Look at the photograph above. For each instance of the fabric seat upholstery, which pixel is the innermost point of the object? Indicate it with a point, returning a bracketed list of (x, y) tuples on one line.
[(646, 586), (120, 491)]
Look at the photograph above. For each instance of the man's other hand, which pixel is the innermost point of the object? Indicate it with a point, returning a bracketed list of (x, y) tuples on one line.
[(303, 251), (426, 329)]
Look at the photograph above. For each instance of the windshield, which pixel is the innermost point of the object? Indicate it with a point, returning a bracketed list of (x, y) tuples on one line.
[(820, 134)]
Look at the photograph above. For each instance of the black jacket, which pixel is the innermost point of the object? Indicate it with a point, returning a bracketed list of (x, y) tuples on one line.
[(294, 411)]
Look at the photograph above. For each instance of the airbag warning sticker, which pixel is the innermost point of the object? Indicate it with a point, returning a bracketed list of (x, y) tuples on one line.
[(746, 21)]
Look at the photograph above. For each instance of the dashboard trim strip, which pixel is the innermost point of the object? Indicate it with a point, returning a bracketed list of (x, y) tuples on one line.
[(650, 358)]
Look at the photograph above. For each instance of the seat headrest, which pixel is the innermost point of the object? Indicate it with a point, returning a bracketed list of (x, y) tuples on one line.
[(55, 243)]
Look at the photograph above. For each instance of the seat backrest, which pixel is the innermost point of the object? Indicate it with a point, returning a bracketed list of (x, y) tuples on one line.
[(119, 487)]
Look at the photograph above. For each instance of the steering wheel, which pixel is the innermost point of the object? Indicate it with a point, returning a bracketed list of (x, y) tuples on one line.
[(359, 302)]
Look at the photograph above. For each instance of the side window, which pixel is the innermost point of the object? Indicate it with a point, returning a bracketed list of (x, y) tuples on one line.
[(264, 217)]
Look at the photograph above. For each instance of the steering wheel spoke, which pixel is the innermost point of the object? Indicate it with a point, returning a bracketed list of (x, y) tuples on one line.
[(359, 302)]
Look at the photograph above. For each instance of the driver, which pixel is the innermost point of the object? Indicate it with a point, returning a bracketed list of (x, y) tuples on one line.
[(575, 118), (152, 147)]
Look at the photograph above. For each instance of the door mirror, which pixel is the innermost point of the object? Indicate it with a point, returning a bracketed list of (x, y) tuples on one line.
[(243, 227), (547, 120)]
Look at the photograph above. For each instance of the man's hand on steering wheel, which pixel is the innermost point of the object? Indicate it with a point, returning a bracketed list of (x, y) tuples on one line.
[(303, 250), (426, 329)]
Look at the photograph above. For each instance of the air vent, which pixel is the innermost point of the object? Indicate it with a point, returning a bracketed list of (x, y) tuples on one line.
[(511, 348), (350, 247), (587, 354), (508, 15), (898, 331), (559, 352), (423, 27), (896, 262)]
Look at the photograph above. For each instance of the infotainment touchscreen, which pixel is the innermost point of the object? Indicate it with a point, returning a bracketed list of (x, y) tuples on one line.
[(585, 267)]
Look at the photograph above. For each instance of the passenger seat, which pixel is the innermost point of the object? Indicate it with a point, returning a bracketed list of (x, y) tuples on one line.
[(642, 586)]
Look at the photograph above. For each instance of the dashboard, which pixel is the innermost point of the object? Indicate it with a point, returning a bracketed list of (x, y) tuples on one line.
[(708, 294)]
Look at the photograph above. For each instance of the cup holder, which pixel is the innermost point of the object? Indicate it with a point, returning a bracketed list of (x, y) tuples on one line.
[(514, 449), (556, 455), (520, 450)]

============================================================

• What needs to be done: Convert the records above into a numbered list, starting at the line that contains "Look at the photograph above. For each instance of the passenger" and ending at the line that contains "[(708, 294)]". Omit any blank lines.

• Answer to this task:
1. Look at the photograph above. For each instance of the passenger seat, which pixel is the innermost point of the object? Indicate it with a point, returning a bracketed list of (x, y) tuples on one line.
2. [(642, 586)]
3. Look at the photograph above. For each instance of the dashboard, which pixel is the innermost point of the object? Indicate it with a point, returning a bracketed list of (x, y) tuples on one line.
4. [(708, 294)]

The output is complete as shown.